Natural-language object grounding data
↓↓↓

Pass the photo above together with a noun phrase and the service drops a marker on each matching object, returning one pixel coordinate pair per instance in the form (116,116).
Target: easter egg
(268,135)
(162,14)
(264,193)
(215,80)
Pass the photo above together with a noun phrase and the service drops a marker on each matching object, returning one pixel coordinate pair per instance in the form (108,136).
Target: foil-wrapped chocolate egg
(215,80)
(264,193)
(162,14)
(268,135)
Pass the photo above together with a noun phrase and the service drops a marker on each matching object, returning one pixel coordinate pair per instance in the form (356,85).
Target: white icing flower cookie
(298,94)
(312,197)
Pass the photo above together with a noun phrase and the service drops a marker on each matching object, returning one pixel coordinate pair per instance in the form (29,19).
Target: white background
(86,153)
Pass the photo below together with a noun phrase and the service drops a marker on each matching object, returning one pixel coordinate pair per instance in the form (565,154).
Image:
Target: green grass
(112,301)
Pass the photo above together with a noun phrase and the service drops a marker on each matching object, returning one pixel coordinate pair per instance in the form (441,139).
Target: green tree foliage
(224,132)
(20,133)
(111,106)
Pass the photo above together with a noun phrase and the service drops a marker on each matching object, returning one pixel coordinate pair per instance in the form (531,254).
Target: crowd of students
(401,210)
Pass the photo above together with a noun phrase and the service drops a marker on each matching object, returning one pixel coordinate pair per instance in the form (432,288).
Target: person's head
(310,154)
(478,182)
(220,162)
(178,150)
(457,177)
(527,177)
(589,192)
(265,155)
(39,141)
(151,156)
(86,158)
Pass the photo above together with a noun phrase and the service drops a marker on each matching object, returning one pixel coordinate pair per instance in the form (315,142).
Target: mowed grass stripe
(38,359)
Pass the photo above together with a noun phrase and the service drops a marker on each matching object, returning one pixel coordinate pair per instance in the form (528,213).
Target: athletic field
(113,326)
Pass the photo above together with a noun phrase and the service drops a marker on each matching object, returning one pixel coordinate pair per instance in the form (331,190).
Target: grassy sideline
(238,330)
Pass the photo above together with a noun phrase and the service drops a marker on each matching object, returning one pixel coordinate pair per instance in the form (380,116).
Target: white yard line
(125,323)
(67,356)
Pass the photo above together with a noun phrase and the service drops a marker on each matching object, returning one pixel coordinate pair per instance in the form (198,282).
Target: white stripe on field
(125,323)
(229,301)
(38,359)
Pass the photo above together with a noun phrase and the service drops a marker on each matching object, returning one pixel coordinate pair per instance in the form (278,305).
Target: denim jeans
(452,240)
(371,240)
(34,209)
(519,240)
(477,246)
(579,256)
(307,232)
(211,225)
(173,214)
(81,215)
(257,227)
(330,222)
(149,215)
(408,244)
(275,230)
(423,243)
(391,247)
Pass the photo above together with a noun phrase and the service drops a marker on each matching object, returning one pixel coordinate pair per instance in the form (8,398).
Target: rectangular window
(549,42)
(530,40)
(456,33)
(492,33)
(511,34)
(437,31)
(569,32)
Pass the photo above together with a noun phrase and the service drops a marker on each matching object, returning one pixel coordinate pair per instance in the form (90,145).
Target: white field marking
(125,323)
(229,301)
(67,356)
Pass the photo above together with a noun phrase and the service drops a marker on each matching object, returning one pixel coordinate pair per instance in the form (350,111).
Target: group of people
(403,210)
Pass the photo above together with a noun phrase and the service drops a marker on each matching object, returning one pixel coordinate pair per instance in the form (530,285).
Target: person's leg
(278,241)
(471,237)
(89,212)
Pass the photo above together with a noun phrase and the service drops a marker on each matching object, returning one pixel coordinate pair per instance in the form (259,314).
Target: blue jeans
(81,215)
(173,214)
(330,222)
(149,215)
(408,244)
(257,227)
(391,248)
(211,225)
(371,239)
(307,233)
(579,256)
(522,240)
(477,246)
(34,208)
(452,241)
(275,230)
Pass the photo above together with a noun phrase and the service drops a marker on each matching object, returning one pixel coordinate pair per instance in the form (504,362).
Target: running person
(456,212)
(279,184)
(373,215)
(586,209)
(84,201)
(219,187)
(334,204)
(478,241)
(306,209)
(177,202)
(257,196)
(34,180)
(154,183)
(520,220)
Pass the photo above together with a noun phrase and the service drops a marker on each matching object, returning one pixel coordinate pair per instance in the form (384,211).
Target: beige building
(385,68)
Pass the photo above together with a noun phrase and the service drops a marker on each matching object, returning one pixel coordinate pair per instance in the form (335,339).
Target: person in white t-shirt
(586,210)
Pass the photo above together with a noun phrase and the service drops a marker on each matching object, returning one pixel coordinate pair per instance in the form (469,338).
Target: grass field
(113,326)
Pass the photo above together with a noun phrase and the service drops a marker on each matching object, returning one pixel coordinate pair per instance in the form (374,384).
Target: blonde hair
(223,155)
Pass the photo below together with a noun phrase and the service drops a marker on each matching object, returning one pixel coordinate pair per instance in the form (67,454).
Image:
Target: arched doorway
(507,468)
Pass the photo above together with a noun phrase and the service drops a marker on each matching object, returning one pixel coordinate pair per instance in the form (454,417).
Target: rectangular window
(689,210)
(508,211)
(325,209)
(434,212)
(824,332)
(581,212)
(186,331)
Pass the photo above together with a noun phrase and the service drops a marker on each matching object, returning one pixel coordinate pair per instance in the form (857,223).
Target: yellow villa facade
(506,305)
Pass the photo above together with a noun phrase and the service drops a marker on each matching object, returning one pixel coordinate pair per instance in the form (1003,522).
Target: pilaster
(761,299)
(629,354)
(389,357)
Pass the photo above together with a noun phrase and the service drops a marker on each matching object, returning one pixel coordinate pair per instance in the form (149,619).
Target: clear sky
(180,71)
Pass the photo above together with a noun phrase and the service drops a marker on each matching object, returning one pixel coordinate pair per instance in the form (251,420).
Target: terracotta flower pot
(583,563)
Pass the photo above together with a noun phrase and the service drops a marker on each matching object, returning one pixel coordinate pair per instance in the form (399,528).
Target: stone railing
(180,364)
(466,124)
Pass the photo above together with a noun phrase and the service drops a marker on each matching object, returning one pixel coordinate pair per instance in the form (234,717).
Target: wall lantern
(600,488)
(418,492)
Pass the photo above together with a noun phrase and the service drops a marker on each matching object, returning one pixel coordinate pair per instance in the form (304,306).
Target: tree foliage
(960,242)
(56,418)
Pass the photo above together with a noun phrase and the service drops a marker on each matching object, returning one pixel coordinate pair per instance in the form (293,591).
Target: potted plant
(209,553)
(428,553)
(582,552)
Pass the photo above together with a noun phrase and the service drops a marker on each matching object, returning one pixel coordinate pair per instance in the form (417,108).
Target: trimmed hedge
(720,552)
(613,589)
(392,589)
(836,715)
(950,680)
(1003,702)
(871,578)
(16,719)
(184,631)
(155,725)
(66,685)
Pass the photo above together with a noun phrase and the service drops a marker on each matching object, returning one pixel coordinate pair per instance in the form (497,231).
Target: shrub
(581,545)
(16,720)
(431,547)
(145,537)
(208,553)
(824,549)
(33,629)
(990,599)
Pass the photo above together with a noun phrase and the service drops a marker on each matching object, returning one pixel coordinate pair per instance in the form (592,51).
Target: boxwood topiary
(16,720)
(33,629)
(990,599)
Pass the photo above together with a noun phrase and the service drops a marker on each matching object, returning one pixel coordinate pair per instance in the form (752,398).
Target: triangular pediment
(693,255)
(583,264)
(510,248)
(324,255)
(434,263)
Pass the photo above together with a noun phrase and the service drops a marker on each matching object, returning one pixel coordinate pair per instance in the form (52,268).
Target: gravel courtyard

↑↑↑

All the data needs repeating. Return it exactly.

ANSWER AREA ->
Pass the photo above together with a noun phrase and the service drops a marker on each matching object, returning one pixel coordinate pair per instance in the form (116,116).
Target: easter egg
(268,135)
(162,14)
(264,193)
(215,80)
Pass the photo above together with a noun phrase and the service drops a marker on each matching object, returning one pixel coordinate pair per instance in the form (108,136).
Target: foil-wrapped chocolate egg
(215,80)
(264,193)
(162,14)
(268,135)
Pass the photo above together with a noun phrase and the service drops a marker on each matching object, returning one pixel coordinate pair per instance in the form (356,85).
Target: white icing flower cookie
(298,94)
(312,197)
Pass the photo above together with a noun phrase and the service drops a marker on each matching object, returning one pixel coordinate pair per instance in the form (29,19).
Target: white background
(86,153)
Pass the photo below together with a noun phrase and the service drops a marker on each matching object, returning one pixel coordinate pair per instance in the form (565,154).
Image:
Target: green grass
(112,301)
Pass the photo above together with a noun phrase and the service drops a marker on each matching object, returning one pixel coordinate pair per instance in the form (441,139).
Target: green tree foliage
(224,132)
(20,133)
(111,106)
Pass the photo above together with a noun phrase and the service drops a marker on each matching object, returning one pixel coordinate pair per instance in the form (531,254).
Target: crowd of students
(401,210)
Pass the photo above together with a noun phrase and the service drops a marker on each matching object, returning one pixel coordinate pair per instance in the form (432,288).
Target: person's head
(310,154)
(478,182)
(220,162)
(178,150)
(457,177)
(527,177)
(589,192)
(265,155)
(39,141)
(151,156)
(86,158)
Pass the photo above together with a noun phrase and the service drops a marker on each matching object, returning one pixel coordinate pair per instance in the form (315,142).
Target: mowed grass stripe
(38,359)
Pass the photo above together with a noun phrase and the service drops a marker on each matching object, returning one pixel coordinate pair per instance in the form (528,213).
Target: athletic field
(113,326)
Pass the photo above together with a noun phrase and the service drops a marker on each matching object, returning one pixel coordinate pair per instance in the form (331,190).
Target: grassy sideline
(238,330)
Pass the photo above together with a noun phrase and the service drops a marker on each matching object, returning one pixel coordinate pair per instance in the form (380,116).
Target: white yard line
(125,323)
(67,356)
Pass the photo above together with a noun phrase and the service drops a marker on each matching object, returning one pixel coordinate pair per instance in the form (198,282).
Target: white stripe on field
(125,323)
(229,301)
(38,359)
Pass the photo above together with a noun phrase and the service drops a marker on each matching object, returning one pixel coordinate pair per instance in the form (278,305).
Target: denim jeans
(452,240)
(371,240)
(34,209)
(519,240)
(477,246)
(579,256)
(307,232)
(211,225)
(173,214)
(81,215)
(257,227)
(330,222)
(149,215)
(408,244)
(275,230)
(423,243)
(391,247)
Pass the photo above together with a noun phrase and the service drops a marker on each matching object, returning one pixel coordinate pair per instance in the form (8,398).
Target: rectangular window
(549,42)
(530,40)
(456,33)
(492,33)
(511,34)
(437,31)
(569,32)
Pass the photo above together with a noun phrase and the service drops a marker on each matching object, returning one pixel coordinate pair per instance in the form (90,145).
Target: white field marking
(125,323)
(229,301)
(67,356)
Pass the photo above together with a noun phrase and the service drops a marker on each matching object, returning one pixel coordinate pair per instance in the form (350,111).
Target: group of people
(403,210)
Pass the photo above together with a noun phrase and the service drops a marker on each matching object, returning one pixel coordinate pair per instance in the form (530,285).
Target: person's leg
(278,241)
(471,237)
(89,212)
Pass the photo above together with a noun phrase and the service drops a marker on each matching object, returning one pixel coordinate pair per instance in the form (259,314).
Target: blue jeans
(81,215)
(173,214)
(330,222)
(149,215)
(408,244)
(257,227)
(391,248)
(211,225)
(371,239)
(307,233)
(579,256)
(522,240)
(477,246)
(34,208)
(452,241)
(275,230)
Pass the photo above together with a noun phrase and the service drops a marker on each matching object, returning one pixel coordinate pair per instance in the form (504,362).
Target: running person
(456,212)
(279,184)
(373,215)
(586,209)
(84,201)
(219,187)
(334,204)
(478,241)
(306,209)
(177,202)
(257,196)
(34,180)
(154,183)
(520,220)
Pass the photo above together with a noun phrase and the service drops a marker on each matching object, returning one pixel coordinate pair per instance in the form (384,211).
Target: beige building
(385,68)
Pass the photo above together with a noun phrase and the service drops a marker on each matching object, returning one pixel coordinate pair per instance in the form (335,339).
Target: person in white t-shirt
(586,210)
Pass the photo above together with a noun phrase and the service drops a marker on each matching object, returning one pixel coordinate pair per instance in the form (469,338).
Target: grass field
(113,326)
Pass the photo above together with a noun phrase and the service drops a marker on each matching object, returning one pixel coordinate pair per instance in the form (374,384).
Target: blonde hair
(223,155)
Pass the photo below together with a noun phrase and the service drops a marker on each matching object, returning one pixel coordinate pair per instance in the form (67,454).
Image:
Target: arched doorway
(507,468)
Pass the photo above together with a noun phrase and the service drops a marker on each matching object, returning one pixel coordinate pair per instance in the form (454,417).
Target: rectangular window
(689,210)
(508,211)
(325,209)
(434,212)
(824,332)
(581,212)
(186,331)
Pass the photo above together with a noun phrase and the service drops a marker on each matching object, returning one pixel coordinate pair per instance in the form (857,223).
Target: yellow villa facade
(506,305)
Pass the photo above together with a noun phrase and the service drops a marker on each matching object, returning one pixel coordinate pair per instance in the form (1003,522).
Target: pilaster
(761,299)
(629,354)
(389,357)
Pass the photo above together with a noun phrase and the service drops a marker on each matching object, returning one pixel coordinate pair per instance in the form (149,619).
Target: clear sky
(180,71)
Pass the photo above together with a noun phrase and the service drops a marker on each matching object, returning one pixel coordinate pair per instance in the form (251,420).
Target: terracotta flower pot
(583,563)
Pass the photo above together with a noun phrase and the service drops a marker on each matching object, returning one pixel coordinate pair per instance in the form (399,528).
Target: stone railing
(180,364)
(466,124)
Pass the photo above together with a noun phrase and the service drops a marker on each matching object, returning one pixel coordinate pair per instance in the form (234,717).
Target: wall lantern
(600,488)
(418,492)
Pass the photo above together with a noun phrase and the service drops a marker on each matching object, returning one pixel coordinate pair per instance in the form (304,306).
Target: tree foliage
(960,242)
(56,418)
Pass the photo above together with a noun phrase and the service drops a marker on each matching object, returning one pixel coordinate pair per instance in the form (293,591).
Target: potted plant
(209,553)
(428,553)
(582,552)
Pass the photo above together with a noun phrase and the service drops a marker on each matching object, returning one pixel coordinate pair per instance in the form (417,108).
Target: trimmed hedge
(720,552)
(613,589)
(392,589)
(836,715)
(950,680)
(1003,702)
(871,578)
(16,719)
(184,631)
(155,725)
(66,685)
Pass the photo above together with a noun phrase and the service drops a marker on each matching object, returning one pixel coordinate pair per instance in the form (497,231).
Target: shrub
(581,545)
(16,720)
(431,547)
(145,537)
(208,553)
(824,549)
(33,629)
(990,599)
Pass the photo above together with a noun phrase and the service drops a marker on each matching object, returning one pixel coordinate pair per instance in the form (592,51).
Target: boxwood topiary
(16,720)
(33,629)
(990,599)
Pass the photo above together with a noun phrase and the service drops a marker on each matching object, returning one pixel coordinate pair per instance in the form (752,398).
Target: triangular pediment
(693,255)
(583,264)
(510,248)
(324,255)
(434,263)
Pass the photo above together with a noun phrase and the service drops a marker on each matching object, returning one pixel coordinate pair per instance in the form (52,268).
Target: gravel courtyard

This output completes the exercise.